Required action:
Among the entries below, find the lines with the word "region" and return them.

Dataset excerpts:

_ _ _ _

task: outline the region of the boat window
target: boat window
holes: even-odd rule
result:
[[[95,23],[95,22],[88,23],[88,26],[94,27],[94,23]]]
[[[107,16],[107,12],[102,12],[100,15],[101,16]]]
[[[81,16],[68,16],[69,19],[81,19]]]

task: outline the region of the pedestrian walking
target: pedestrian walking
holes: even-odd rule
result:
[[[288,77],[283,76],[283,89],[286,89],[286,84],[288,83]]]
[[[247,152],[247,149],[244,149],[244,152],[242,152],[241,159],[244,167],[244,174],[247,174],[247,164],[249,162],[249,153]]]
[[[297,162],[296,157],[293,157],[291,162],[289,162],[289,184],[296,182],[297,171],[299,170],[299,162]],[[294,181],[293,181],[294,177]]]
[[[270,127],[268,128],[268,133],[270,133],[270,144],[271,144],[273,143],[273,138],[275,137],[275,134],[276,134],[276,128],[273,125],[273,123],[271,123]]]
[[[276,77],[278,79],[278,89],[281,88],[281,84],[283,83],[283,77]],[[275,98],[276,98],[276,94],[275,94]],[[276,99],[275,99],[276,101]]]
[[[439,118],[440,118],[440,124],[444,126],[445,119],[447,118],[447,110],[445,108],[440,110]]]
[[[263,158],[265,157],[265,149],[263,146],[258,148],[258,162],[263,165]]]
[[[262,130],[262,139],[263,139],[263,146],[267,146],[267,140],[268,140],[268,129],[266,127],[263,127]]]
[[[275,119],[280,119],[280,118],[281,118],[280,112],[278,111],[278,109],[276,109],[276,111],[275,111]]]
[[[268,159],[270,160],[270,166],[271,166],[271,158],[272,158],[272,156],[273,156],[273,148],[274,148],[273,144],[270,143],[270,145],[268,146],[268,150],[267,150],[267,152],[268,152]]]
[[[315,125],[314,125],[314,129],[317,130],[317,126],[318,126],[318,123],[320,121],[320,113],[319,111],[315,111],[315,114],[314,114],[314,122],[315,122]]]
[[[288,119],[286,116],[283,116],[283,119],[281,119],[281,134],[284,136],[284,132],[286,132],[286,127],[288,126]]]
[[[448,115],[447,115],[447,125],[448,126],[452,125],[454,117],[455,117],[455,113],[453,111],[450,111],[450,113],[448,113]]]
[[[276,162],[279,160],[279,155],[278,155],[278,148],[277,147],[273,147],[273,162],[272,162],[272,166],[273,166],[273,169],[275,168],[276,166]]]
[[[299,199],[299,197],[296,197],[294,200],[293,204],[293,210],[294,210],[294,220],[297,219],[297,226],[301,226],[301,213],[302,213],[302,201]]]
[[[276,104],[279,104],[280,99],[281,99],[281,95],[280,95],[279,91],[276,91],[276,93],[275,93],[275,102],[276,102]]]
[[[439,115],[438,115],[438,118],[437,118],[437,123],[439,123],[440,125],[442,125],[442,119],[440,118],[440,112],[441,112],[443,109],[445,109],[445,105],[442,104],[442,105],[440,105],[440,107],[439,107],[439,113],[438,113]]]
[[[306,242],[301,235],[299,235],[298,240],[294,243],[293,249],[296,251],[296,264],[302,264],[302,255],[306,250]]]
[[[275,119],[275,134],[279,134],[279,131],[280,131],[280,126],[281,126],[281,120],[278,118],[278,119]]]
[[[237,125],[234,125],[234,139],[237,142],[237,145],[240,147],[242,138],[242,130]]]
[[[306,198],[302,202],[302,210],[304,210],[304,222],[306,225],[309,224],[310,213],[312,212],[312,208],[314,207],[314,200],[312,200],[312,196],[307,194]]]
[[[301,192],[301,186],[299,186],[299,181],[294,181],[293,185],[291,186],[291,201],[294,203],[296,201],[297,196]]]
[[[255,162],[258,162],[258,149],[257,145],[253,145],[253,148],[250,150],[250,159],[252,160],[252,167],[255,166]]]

_ _ _ _

Exercise result:
task: outline the region of the boat window
task: outline the region of the pedestrian walking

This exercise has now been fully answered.